Document passage
┌──

In the fifth session of this 12 part series, join status' core contributors as we discuss and debate to which degree we uphold our principles, how we can improve our performance, and what we're adding to our Wall of Shame.

Decentralization:

We minimize centralization across both the software and the organization itself. In other words, we maximize the number of physical computers composing the network, and maximize the number of individuals who have control over the system(s) we are building.

Slide Deck:

Seminar Opening presentation

Seminar Index

Decentralization (people) Session Notes (reprinted below)

Youtube:

Wall of shame

Centralized decision making re: hiring, salary increases, headcount, etc.

Make clear narratives that people can see the value and how it pertains to them

OSS but only core contributors contributing

Notes

JB:

People Ops - kind of hybrid, some of the things we do are still centralized - forexample how do we decide how to hire, how to pay people? comp and performaance managament for example - doing that in a decentralized way is much more complex, privacy concerns, tools, etc
as some said - maybe we have to be okay to keep some processes centralized for efficiancy's sake
How strongly do people feel about centralization

Carl:
What's gonna keep us more competitive over time? what's the future cost of current efficiency? Be mindful of implementing processes that don't scale

Graeme:
Working on the voting dapp - currently taking things slow, low hanging fruit is working
Legimacy of decisions - transparency - decentralized decision making (not a small group of individuals)
Partaking in a system in a permissionless way; the scope of tools we have available is so limited/new

Ricardo
Like democracy in governments, people want to decentralize decision making. What we want is a direct democracy kind of thing where we don't elect a representative

JB
Some companies instead of relying on management would elect a group of peers to make decsions around compensation/performance

Graeme
On something like this, it's okay to start with things we can replace easily, low hanging fruit
Tackle the problem a bit at the time instead of trying to decentralize all the things!

└──

Information given
┌──

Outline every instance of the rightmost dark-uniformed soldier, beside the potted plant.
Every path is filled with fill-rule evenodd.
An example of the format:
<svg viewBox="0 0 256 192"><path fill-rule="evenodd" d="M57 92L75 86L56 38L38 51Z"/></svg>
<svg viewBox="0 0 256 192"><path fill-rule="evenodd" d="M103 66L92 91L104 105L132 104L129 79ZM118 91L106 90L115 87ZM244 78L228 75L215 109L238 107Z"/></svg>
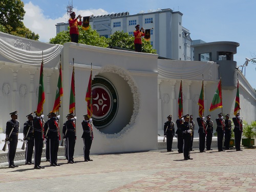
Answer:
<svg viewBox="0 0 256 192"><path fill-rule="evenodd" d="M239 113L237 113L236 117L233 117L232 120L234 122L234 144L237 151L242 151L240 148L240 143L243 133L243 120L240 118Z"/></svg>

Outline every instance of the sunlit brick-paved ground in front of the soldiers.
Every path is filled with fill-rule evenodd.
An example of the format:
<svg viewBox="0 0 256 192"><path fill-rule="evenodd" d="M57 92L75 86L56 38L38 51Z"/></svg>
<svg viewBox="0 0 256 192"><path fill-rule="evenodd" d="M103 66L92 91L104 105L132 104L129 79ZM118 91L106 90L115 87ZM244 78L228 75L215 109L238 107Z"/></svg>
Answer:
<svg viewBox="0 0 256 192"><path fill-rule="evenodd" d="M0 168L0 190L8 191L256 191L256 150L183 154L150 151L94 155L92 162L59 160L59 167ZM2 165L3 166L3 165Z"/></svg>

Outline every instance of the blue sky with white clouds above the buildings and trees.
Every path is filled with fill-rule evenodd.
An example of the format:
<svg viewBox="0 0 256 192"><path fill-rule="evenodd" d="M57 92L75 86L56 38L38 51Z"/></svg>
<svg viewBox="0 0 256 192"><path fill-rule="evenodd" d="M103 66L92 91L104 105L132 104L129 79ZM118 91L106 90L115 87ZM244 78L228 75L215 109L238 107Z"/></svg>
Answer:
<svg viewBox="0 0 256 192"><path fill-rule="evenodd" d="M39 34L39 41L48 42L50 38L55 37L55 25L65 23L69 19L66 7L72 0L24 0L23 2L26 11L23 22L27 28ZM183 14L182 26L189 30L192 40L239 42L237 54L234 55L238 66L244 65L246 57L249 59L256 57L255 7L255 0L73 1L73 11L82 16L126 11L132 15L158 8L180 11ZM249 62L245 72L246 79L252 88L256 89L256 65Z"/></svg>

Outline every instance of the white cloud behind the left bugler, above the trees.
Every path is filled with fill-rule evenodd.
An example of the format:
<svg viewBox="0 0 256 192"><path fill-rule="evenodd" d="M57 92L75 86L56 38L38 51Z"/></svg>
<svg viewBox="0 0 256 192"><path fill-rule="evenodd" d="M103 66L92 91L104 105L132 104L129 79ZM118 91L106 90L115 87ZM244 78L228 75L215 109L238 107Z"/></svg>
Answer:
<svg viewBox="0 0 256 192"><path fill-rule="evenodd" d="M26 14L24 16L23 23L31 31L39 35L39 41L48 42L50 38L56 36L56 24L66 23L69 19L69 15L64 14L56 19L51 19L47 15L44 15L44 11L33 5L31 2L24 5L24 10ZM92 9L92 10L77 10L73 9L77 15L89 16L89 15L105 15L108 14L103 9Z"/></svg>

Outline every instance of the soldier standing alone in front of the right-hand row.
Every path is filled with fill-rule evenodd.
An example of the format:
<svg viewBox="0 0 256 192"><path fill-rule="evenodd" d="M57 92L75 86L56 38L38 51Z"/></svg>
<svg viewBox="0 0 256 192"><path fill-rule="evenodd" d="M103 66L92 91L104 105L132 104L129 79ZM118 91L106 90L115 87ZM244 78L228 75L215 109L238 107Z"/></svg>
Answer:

└──

Task requirements
[1] Write out the decentralization seminar notes from "Decentralization (people) Session" to "increases, headcount, etc.".
[2] Write what comes next in the decentralization seminar notes, picking up after their last line.

List of answers
[1]
Decentralization (people) Session Notes (reprinted below)

Youtube:

Wall of shame

Centralized decision making re: hiring, salary increases, headcount, etc.

[2]
JB
trying to decentralize part of the hiring decisions - present a need to the community and let them decide how to prioritize and how to bring them in

Akshi:
How would voting work? only 1 vote per person?

JB
Haven't yet put much thought on it, only idea was our SITG exp

Graeme
Great question and perfect example - if we can vote, who is entitled to?

Oskar
Hiring is a bit of a traditional field - change that

Carl
Could remove hiring completely, break down the tasks instead and compensate people for value of a piece of work, instead of time spent

Oskar
How do people feel about that?

Rachel:
Sometimes it's difficult to break things into tasks, how do you solve that?

Akshi:
Yes, and also - how do we  keep people accountable for the global perspective and direction if you break into tasks?
Like the idea to compensate people by task/output
but there is lots to think about on the implications
On hiring-voting - there should be a budget per team, and the team should be able to decide if using it to hire or other things (teams to decide if adding resources or doing the work themselves and spending in other ways)

JB
Very important point ^

Ricardo
I'm sure that many would like to be paid that way, but the practical implementation would be very hard, as the market is really still based on the time comp model

Akshi
Task-based pitches could reduce innovation/creative ideas because of having no big picture in mind - no incentive in thinking further

Gloomy ^ agrees

Ceri
is that so binary and is that really a concern?

Oskar:
A task doesn't need to be a MINI task, it can be lots more high level and bigger. It can still be the same framework, leaving room for research

Jacek:
Implementation might be difficult but that's the direction we're going to

Graeme
If someone is funding tasks, it means there's an expected ROI

Gloomy
Some projects are better than others for this

Graeme
What are potential decentralized funding mechanics for the future?

Ned
Is that what orgs like Giveth do? just propose - swarm - go, if the organization funding you thinks it's valuable

Gloomy
It's then very similar to venture
and how do you keep things running - maintainence? who's gonna fund those continuance boring tasks?

Oskar
one way is for a company to provide services to the DAO

JB
What are the issues that people see are killing our competitive advantage/are very centralized/WoS items?

Carl
We're an open source project and the only people working on it are on payroll

Oskar
Linux example

Ricardo
They're paid in fact by redhat/canonical

Graeme
need to generate more interest - incentives

Akshi
is there a philosophical gap to bridge - and how do we make this scale?

Iuri
Has to do with what we discussed yesterday on the protocol

Akshi
Agree with that Iuri - hard to have contributors without a platform and / or an ardent user base
... The incentive in that case is for the users to just make their changes directly for their own personal benefit

Rachel
+1 - many successful OSS projects are so active because developers are acting in their own interest when they contribute.

Oskar
So why us not?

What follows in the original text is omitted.